→ TASK DESCRIPTION:
Transcribe every entry word for word. Skip the pictures.

(DATA EXCERPTS begins)

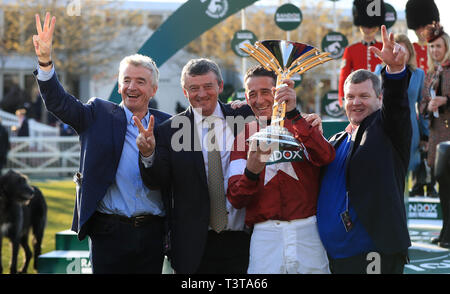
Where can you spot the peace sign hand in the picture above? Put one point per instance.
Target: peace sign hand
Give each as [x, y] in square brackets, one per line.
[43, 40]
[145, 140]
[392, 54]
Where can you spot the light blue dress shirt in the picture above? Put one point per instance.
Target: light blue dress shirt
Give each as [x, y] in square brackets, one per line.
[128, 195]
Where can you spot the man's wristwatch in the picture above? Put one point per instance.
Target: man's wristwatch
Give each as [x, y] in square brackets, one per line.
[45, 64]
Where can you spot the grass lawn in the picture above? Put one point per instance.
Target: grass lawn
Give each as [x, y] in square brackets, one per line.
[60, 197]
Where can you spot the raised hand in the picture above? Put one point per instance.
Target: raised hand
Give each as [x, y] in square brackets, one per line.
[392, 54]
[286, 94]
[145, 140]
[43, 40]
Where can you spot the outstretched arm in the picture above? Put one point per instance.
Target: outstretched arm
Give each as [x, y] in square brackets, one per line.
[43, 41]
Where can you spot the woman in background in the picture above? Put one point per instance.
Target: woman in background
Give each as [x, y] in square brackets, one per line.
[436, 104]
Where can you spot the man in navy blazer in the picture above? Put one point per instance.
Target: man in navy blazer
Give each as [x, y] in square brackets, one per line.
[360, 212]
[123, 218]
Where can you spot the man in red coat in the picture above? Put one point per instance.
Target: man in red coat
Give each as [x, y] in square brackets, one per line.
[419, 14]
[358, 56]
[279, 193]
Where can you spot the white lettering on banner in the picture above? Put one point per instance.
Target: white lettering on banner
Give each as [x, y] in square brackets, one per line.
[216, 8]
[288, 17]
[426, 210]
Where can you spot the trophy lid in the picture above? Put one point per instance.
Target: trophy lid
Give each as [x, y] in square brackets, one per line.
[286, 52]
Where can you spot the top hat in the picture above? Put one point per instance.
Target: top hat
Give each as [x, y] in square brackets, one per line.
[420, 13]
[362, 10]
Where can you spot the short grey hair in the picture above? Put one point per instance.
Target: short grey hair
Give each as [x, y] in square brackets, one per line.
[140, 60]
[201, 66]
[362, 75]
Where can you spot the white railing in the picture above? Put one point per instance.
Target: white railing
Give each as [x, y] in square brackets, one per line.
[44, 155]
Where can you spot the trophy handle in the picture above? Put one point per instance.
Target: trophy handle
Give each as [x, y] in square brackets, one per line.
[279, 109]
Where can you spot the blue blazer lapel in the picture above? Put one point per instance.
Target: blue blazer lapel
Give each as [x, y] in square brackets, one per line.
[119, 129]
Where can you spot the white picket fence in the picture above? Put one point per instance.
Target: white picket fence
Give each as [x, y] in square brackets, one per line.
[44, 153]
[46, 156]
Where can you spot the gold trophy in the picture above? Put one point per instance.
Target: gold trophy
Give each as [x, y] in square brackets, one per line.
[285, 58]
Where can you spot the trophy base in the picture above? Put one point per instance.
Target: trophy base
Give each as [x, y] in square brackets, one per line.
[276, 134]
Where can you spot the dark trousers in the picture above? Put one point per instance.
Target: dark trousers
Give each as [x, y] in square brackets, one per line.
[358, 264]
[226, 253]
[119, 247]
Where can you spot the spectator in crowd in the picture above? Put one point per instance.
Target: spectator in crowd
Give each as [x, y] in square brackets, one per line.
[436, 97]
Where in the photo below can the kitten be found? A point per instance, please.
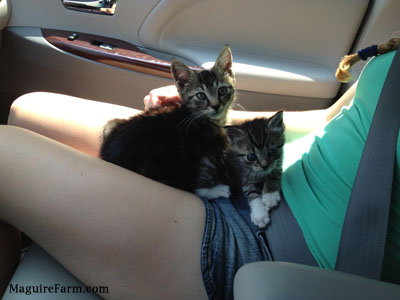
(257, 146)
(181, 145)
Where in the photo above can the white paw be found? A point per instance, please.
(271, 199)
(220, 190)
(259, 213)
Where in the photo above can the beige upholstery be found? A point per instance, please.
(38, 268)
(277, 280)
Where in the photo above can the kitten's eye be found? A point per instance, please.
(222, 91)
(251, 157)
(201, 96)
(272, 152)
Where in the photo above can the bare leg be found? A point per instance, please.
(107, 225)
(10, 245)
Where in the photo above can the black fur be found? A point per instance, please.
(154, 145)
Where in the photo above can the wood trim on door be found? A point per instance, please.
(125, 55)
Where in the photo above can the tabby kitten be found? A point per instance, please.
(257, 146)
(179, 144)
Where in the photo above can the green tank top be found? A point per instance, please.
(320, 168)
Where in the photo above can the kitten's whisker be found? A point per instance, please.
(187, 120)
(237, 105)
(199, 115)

(DATA EXCERPTS ends)

→ YOUR SOLUTION:
Where can you spot the peace sign hand in the picture above? Put one point per instance.
Target: peace sign hand
Give each as [x, y] in square brackets, one per line.
[43, 40]
[145, 140]
[392, 54]
Where can you spot the light blue dress shirt in the picture above? Put one point per instance.
Target: light blue dress shirt
Give each as [x, y] in square brackets, one per line.
[128, 195]
Where can you spot the man's wristwatch in the picture above? Put one point per instance.
Target: man's wristwatch
Give each as [x, y] in square brackets, one per line.
[45, 64]
Where can you spot the grass lawn in the picture above? Put one point per instance.
Target: grass lawn
Give each as [x, y] in square brackets, one per line.
[60, 197]
Where can you spot the raised hand in the picture above? Put one point per instance.
Target: raised hand
Give each as [x, y] in square brackets, one per line.
[392, 54]
[286, 94]
[145, 140]
[43, 40]
Where can you spot the outstretched arm in the picture above? Put one point per instance.
Target: outstretched arm
Give each as [x, y] in square brackets, one per line.
[43, 41]
Where can you spot the woman in background in the picture above? Put one point per instance.
Target: woman in background
Give each as [x, y] in square brackets, one per line.
[436, 104]
Where can you spot the man in navy blazer in the picture above? Put one point per instance.
Target: man in navy blazer
Give each as [x, y] in square brackets, one per line.
[360, 212]
[123, 218]
Where can you spot the man in red coat in the picture above? Put one point per instance.
Target: man in red coat
Give each as [x, y] in square brackets, one per line.
[419, 14]
[358, 56]
[279, 193]
Where can you spot the white lettering on banner in the picture above? Put one point per instance.
Target: white lettering on banner
Give each as [x, y] in square brackets, one per line.
[216, 8]
[288, 17]
[426, 210]
Where can you spot the trophy lid in the picture above? Put one point per instance.
Target: trophy lid
Give each as [x, y] in square brackets, one per line.
[286, 52]
Where can you spot the top hat in the picture above? Put one point per instance.
Target: top hat
Give each as [x, y] in square brackets, one per line.
[420, 13]
[362, 10]
Where can you spot the short grey hair in the picture above? Put one point per instance.
Target: short grey hair
Give each as [x, y] in square brackets, one per line.
[140, 60]
[201, 66]
[362, 75]
Where can you spot the white railing in the picture above? Put one point per instance.
Target: white railing
Give each as [x, y] in square brackets, one per line.
[44, 155]
Where can you spot the trophy handle in the picture above? Put one point per instance.
Target: trophy handle
Give each as [x, y] in square brackets, one per line.
[279, 109]
Where can you spot the blue blazer lapel in the picture above? Put one point per instance.
Target: blue blazer lapel
Give each as [x, y] in square brackets, one per line.
[119, 129]
Where can you spot the white picket fence in the picture above? Put one point per instance.
Target: white picket fence
Give each as [x, y] in square brackets, one per line.
[44, 153]
[46, 156]
Where can you spot the gold trophy in the picture above? Put one point per instance.
Target: gold trophy
Give each as [x, y] in square brackets, one per line.
[285, 58]
Where can you spot the trophy base in the picture above? Put one point per instance.
Target: trophy base
Give each as [x, y] in square brackets, one per line.
[276, 134]
Where can you spot the dark trousers in the picture above? Put one point per instance.
Target: dark trousers
Give each as [x, y] in square brackets, one per line.
[358, 264]
[226, 253]
[119, 247]
Where can you spot the spectator in crowd in the picture above? Put one point per instance.
Target: spectator in crowd
Give each as [x, y] in square brackets, one per line.
[436, 97]
Where in the photo below can the kitten be found? A point per instance, please.
(257, 146)
(181, 145)
Where in the photo above can the white paw be found? A point per instance, please.
(271, 199)
(220, 190)
(259, 213)
Where in the photo above can the beige upholstery be found? A point per instance, please.
(38, 268)
(277, 280)
Where in the photo above can the kitten's eye be found? A point per instance, please.
(222, 91)
(251, 157)
(201, 96)
(272, 152)
Where in the photo above can the bare leg be found? A point per instance, please.
(107, 225)
(10, 245)
Where in the photo above can the black fur be found? A point per instance, please.
(154, 145)
Where in the photo above can the wood trim on door be found? A point per instance, please.
(125, 55)
Where in the photo above can the tabby kitten be found? A point per instance, please.
(257, 146)
(179, 144)
Where in the photo above can the green tank top be found? A point per instance, please.
(320, 168)
Where in the photo above can the kitten's whisker be found? A point per instance, please.
(187, 120)
(237, 105)
(199, 115)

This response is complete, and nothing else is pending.